* BEGIN Input *
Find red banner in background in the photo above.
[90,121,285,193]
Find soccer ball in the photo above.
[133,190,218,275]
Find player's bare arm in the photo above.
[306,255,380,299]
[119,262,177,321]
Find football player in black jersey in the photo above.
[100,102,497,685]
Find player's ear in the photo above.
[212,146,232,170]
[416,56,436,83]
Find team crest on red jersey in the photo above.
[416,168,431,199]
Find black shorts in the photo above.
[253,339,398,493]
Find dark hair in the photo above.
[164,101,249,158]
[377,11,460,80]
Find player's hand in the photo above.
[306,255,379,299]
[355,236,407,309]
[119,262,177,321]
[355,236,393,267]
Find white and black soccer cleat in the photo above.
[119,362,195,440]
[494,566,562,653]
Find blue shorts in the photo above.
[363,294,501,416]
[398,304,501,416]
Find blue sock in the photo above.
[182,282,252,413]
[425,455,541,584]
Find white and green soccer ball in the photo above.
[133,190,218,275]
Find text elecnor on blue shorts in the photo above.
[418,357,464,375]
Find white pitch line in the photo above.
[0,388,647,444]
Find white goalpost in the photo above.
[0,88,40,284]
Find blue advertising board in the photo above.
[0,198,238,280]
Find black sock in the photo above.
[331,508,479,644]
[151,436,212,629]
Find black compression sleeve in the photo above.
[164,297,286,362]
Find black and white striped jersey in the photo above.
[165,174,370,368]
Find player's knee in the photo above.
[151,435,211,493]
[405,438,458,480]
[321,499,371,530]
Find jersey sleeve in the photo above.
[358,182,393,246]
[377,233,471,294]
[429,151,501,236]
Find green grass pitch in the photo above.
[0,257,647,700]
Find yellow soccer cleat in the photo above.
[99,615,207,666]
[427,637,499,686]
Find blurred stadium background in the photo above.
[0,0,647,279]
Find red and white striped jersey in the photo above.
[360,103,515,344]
* END Input *
* BEGIN Input *
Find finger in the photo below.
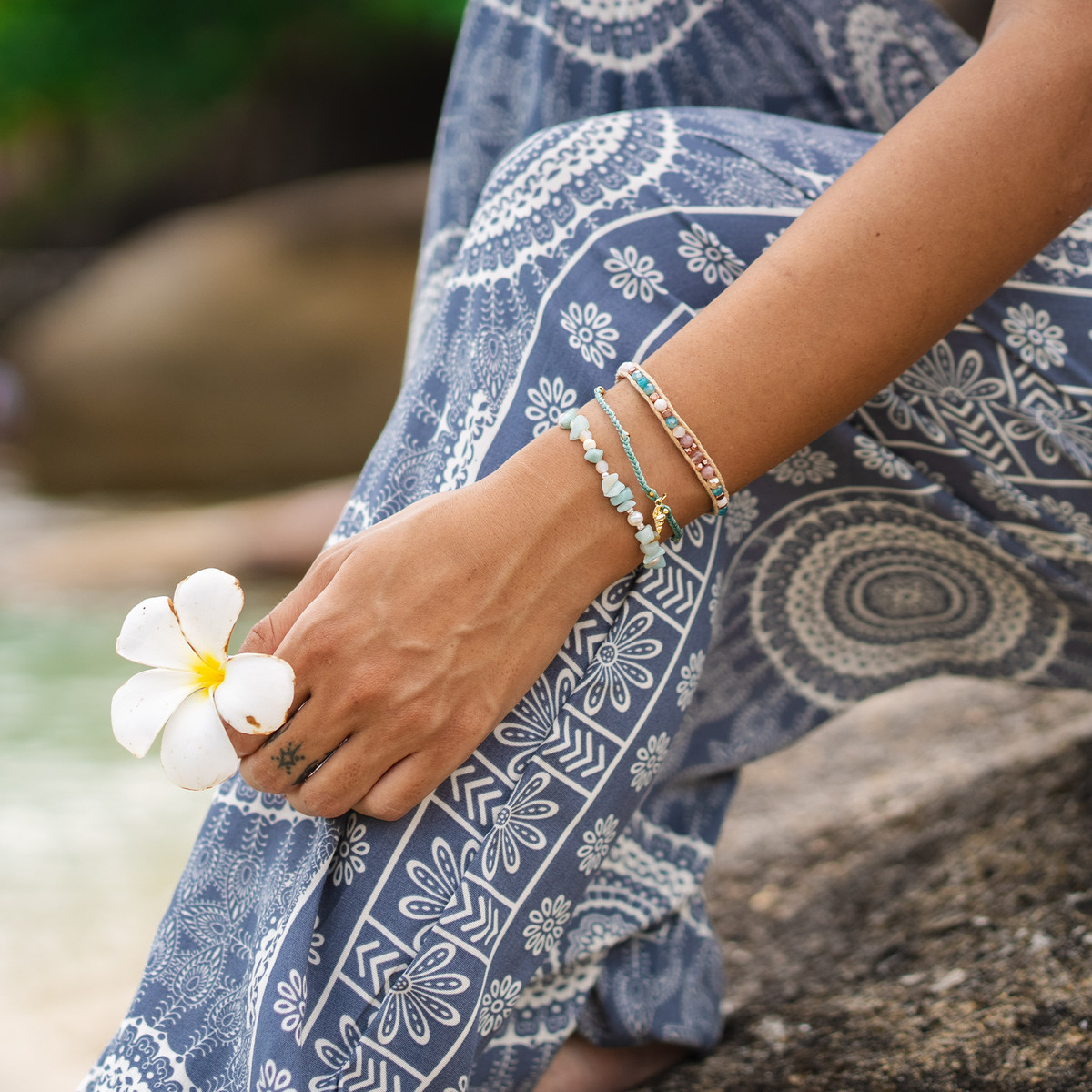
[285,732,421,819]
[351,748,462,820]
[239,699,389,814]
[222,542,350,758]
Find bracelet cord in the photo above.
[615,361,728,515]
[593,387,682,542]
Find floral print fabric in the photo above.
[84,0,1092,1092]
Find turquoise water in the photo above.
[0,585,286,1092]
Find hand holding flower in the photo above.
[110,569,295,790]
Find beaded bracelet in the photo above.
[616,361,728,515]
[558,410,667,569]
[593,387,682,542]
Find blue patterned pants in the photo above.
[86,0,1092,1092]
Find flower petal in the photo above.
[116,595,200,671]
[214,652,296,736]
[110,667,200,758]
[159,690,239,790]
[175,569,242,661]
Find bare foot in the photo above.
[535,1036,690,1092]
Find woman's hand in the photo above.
* END Input *
Copy the lines above verbatim, from the line with "Find floral print fabric in the photo above." up to and including the line with "Find woman's hand in the photo above.".

Find floral print fabric in the photo above.
[84,0,1092,1092]
Find turquoise water in the photo above.
[0,585,286,1092]
Find hand holding flower in the photo above.
[110,569,295,790]
Find beaded bracelet in the photo above.
[616,361,728,515]
[558,410,667,569]
[593,387,682,542]
Find blue patterned pants in the photo above.
[86,0,1092,1092]
Find flower petal in the photo above.
[116,595,200,671]
[214,652,296,736]
[110,667,200,758]
[159,690,239,790]
[175,569,242,661]
Find bare foot in the photo above.
[535,1036,690,1092]
Find woman's hand in the photo above.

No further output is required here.